Stored data
★ ★ ★ ★ ★

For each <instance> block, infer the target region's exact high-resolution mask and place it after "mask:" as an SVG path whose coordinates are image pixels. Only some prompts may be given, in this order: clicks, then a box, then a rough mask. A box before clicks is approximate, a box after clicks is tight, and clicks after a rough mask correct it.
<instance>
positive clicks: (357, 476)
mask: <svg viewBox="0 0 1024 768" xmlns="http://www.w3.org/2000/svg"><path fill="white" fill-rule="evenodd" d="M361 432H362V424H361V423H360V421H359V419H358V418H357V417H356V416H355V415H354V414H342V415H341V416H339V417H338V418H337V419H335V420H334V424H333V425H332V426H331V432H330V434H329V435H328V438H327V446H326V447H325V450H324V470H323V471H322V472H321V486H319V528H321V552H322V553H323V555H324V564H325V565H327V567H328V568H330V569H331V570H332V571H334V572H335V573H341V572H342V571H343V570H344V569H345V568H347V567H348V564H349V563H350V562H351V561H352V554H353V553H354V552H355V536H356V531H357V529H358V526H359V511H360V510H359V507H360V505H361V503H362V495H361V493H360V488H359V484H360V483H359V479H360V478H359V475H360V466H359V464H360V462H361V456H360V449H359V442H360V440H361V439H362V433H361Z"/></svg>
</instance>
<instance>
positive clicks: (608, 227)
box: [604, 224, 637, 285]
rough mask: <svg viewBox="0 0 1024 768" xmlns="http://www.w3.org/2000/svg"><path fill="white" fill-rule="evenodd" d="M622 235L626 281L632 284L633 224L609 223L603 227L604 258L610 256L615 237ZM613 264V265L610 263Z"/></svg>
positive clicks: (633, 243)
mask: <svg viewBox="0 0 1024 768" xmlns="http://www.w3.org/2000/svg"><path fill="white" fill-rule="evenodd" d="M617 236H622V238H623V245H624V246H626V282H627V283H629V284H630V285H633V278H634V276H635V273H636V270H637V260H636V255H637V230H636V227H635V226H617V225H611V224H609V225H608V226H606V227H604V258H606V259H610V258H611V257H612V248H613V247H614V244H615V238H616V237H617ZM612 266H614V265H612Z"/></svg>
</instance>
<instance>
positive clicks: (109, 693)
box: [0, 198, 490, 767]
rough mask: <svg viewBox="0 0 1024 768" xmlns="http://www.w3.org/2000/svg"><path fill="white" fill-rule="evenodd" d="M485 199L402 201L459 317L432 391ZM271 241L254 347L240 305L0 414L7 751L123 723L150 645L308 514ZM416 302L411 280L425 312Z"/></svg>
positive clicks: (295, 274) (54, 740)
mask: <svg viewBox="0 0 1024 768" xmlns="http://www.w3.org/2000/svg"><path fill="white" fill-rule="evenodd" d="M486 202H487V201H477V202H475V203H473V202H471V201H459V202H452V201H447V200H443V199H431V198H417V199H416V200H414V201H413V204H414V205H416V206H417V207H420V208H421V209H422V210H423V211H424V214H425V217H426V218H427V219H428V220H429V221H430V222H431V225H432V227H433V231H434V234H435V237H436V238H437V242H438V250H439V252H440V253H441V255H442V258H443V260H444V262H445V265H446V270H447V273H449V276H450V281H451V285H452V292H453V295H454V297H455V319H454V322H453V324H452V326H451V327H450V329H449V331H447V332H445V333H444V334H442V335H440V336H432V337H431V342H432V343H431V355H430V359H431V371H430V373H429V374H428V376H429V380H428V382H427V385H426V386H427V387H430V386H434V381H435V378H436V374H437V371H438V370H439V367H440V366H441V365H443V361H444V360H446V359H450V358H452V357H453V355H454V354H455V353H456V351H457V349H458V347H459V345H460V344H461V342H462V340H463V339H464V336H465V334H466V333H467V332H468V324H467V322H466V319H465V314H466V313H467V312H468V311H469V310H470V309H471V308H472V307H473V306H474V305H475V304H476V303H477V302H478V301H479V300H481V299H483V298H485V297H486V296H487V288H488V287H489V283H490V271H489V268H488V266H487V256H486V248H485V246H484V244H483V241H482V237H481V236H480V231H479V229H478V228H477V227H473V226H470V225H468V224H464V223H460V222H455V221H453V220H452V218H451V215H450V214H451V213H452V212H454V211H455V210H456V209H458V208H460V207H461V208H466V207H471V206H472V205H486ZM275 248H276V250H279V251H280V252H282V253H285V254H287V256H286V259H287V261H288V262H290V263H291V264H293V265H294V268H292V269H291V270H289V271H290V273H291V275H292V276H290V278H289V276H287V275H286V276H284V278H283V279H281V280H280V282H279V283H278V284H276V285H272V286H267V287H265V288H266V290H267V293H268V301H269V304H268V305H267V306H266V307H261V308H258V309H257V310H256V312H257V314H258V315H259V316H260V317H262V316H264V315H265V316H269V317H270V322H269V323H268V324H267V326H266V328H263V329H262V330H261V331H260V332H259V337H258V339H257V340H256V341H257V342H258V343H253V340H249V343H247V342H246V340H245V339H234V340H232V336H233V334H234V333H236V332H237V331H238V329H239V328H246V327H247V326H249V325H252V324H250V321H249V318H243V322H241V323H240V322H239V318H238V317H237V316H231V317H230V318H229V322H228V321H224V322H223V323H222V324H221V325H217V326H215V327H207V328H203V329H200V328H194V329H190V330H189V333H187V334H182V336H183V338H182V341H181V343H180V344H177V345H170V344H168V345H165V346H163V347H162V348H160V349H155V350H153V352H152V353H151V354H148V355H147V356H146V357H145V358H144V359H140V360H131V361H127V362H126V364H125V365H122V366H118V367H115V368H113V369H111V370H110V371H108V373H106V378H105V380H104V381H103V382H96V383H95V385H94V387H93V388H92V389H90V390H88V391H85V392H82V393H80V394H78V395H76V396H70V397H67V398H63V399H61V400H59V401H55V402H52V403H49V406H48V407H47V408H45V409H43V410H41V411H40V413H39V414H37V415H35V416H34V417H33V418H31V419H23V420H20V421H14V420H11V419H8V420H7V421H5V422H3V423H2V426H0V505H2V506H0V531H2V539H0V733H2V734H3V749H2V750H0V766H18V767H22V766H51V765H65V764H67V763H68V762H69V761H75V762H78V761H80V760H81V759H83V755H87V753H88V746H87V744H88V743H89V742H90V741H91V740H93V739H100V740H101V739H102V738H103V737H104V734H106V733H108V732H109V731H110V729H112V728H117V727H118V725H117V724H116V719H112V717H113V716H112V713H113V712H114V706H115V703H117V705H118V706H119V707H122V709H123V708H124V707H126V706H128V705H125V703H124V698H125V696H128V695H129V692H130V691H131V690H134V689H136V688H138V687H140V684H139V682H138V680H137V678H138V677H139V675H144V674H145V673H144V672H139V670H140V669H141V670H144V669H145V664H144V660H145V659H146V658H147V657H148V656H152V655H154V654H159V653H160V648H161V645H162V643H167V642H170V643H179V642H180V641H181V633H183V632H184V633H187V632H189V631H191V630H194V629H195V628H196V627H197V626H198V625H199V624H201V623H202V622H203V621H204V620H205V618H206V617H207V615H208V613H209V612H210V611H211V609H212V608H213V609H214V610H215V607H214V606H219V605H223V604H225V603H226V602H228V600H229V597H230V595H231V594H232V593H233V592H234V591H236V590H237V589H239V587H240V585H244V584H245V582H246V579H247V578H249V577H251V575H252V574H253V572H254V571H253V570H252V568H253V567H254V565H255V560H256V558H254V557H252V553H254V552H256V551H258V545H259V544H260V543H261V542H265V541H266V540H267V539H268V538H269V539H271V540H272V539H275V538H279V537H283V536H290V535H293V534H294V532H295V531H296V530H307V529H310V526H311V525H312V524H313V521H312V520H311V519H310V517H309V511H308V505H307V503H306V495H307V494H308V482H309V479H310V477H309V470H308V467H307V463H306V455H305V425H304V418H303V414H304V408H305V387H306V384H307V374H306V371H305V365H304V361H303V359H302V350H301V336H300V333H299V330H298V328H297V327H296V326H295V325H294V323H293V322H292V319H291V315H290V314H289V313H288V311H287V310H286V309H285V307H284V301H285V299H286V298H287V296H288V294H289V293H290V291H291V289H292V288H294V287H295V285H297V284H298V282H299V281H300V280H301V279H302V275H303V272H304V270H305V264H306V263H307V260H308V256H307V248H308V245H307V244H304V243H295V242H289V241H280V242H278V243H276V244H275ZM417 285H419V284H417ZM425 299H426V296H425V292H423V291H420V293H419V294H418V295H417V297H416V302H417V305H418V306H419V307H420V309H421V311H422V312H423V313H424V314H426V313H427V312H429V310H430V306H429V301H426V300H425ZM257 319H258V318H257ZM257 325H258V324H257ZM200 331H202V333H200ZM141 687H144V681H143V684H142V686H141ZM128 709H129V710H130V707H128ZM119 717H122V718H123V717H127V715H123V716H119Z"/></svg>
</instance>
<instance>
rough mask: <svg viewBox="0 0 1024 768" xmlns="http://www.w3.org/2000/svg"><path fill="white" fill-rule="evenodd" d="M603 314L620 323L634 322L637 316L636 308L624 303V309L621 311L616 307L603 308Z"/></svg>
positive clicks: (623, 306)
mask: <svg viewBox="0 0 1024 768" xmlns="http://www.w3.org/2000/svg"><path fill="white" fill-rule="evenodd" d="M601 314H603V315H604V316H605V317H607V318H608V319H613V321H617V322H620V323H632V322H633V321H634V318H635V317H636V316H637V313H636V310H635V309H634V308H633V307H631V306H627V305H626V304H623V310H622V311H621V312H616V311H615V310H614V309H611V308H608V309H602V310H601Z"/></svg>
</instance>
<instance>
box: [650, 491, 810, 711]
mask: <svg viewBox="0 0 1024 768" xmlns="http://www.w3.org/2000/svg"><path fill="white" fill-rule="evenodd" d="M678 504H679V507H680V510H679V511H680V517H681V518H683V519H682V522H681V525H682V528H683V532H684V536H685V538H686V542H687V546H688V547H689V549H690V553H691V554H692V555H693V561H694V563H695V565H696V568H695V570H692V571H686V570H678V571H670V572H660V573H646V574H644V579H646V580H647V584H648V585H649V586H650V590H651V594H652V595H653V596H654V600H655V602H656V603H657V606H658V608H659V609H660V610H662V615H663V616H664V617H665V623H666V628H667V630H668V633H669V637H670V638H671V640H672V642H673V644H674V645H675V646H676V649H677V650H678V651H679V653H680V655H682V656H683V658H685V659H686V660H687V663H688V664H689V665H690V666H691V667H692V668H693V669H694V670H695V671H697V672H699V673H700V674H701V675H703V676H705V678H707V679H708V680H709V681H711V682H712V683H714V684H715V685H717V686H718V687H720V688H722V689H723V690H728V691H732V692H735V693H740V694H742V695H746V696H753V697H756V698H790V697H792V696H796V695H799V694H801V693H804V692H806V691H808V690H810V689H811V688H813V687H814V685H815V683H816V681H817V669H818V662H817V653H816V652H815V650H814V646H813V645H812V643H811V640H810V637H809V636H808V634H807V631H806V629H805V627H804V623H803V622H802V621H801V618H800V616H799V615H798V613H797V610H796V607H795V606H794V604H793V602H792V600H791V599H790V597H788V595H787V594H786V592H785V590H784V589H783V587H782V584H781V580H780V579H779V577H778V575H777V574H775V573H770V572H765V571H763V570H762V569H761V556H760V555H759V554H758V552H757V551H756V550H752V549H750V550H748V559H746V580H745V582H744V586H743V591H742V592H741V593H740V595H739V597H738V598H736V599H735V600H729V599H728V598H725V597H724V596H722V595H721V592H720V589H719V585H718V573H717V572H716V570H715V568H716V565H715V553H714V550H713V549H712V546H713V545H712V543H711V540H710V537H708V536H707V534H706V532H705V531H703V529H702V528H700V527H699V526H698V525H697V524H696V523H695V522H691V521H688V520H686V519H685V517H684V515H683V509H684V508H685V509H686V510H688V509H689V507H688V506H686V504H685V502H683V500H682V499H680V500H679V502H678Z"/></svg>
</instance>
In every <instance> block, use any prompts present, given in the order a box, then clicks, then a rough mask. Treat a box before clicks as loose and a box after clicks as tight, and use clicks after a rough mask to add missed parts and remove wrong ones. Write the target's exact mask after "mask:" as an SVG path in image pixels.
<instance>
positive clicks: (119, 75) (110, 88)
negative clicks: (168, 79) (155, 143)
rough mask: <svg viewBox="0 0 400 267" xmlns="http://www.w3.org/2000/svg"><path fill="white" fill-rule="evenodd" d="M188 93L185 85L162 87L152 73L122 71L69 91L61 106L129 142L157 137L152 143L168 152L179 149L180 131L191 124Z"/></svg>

★ ★ ★ ★ ★

### What you will do:
The lines from the one holding "In every <instance>" to the final line of the entries, both included, are what should be output, exactly and alone.

### Task response:
In every <instance> block, use any prompts present, given in the order a box, then clicks, then a rough mask. Treat a box before clicks as loose and a box after clicks as tight, and use clicks after a rough mask to add missed parts and remove wrong ones. Write the target's exact mask after "mask:" as an SVG path in image pixels.
<instance>
positive clicks: (119, 75) (110, 88)
negative clicks: (168, 79) (155, 143)
rough mask: <svg viewBox="0 0 400 267" xmlns="http://www.w3.org/2000/svg"><path fill="white" fill-rule="evenodd" d="M188 93L185 85L162 87L152 73L122 71L69 91L61 106L129 142L157 137L152 143L168 152L179 149L180 131L191 124Z"/></svg>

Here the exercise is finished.